Pourquoi donc faut-il qu’habitant maintenant Paris, j’y sois privé de vous ? Souvent je passe chez Brandus pour avoir de vos nouvelles et l’on me répond invariablement « Toujours à Bade ! ».

Avez-vous donc quitté la France tout à fait ? N’y reviendrez-vous pas ?

Elle n’est guère aimable, maintenant, cette pauvre France, c’est vrai, ni noble surtout, ni spirituelle ; mais enfin !… c’est la France !

Quant à moi, l’année ne se passera pas sans que je vous voie, car je trouve stupide de vivre constamment loin de ceux qui nous plaisent. N’a-t-on pas autour de soi assez de crétins et de gredins ? — Vous me préviendrez, n’est-ce pas, chère Madame, quand il faudra que je vous expédie (si je ne vous l’apporte auparavant) l’eau du Jourdain. Il y a des gens (ceci pour vous donner une idée des bourgeois actuels) qui m’avaient conseillé de l’envoyer à S. M. l’empereur Napoléon III pour en baptiser le prince impérial. Mais je la gardais toujours sans trop savoir pourquoi, sans doute dans le vague pressentiment d’un meilleur usage ; en effet, votre petit-fils me sera plus cher qu’un enfant de roi.

À propos de vieillesse (c’est ce mot de petit-fils qui me l’amène), vous me parlez de vos cheveux[3] ! Je ne puis, moi, vous rien dire des miens, car me voilà bientôt privé de cet appendice. J’ai considérablement vieilli, sans avoir trop rien fait pour cela cependant. Ma vie a été fort plate — et sage — d’actions du moins. Quant au dedans, c’est autre chose ! Je me suis usé sur place, comme les chevaux qu’on dresse à l’écurie ; ce qui leur casse les reins. Système Baucher.

■ Données:
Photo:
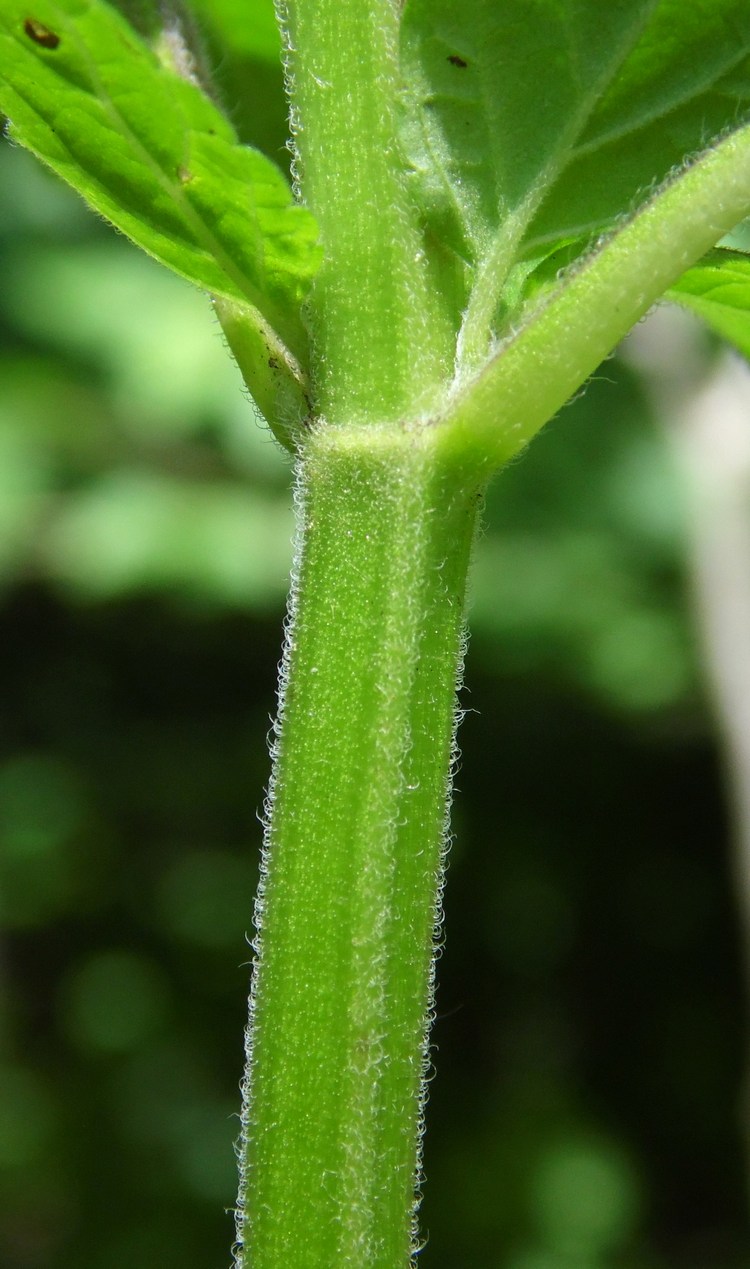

■ Consignes:
1 - Relevez tous les noms de lieux (ville, pays, fleuve) cités dans l'extrait fourni.
2 - Selon l'extrait fourni, pour quelle raison l'auteur est-il décidé à revoir sa correspondante avant la fin de l'année ?
3 - Poursuivez l'extrait fourni à partir de « Système Baucher. », dans le même ton.

■ Réponses:
1 - Paris, Bade, la France, le Jourdain.

2 - Il juge stupide de vivre toujours loin de ceux qui nous plaisent. Il ajoute qu'on a déjà bien assez de crétins et de gredins autour de soi.

3 -
Allons ! adieu. Encore mille vœux pour Maria ! Qu’elle rencontre dans cette union une sympathie solide et inaltérable ! Que sa vie soit pleine de joies calmes et continues, qu’elle en trouve à tous ses pas comme des violettes sous l’herbe et qu’elle les ramasse toutes ! Qu’elle n’en perde aucune ! Qu’il n’y ait autour d’elle que bonnes pensées et bons visages ! Que tout soit bien-être, respect, caresses, amour ! Que le devoir lui soit facile, l’existence légère, l’avenir toujours beau ! Donnez-lui, de ma part, sur la joue droite, un baiser de mère ; que Maurice lui donne, sur la gauche, un baiser de père. Et croyez bien, chère Madame, à l’inaltérable attachement de votre tout dévoué qui vous baise affectueusement les mains.

Ma mère se joint à moi pour vous féliciter et remercie bien M. Schlésinger de son souvenir.

Du 18 octobre au mois de mai à Paris, boulevard du Temple, 42.


  1. Fille de Mme Schlésinger.
  2. Voir Œuvres de Jeunesse inédites, I : Mémoires d’un fou, p. 510. « Son mari tenait le milieu entre l’artiste et le commis-voyageur… Je le vis une fois faire trois lieues à pied pour aller chercher un melon à la ville la plus voisine, etc. »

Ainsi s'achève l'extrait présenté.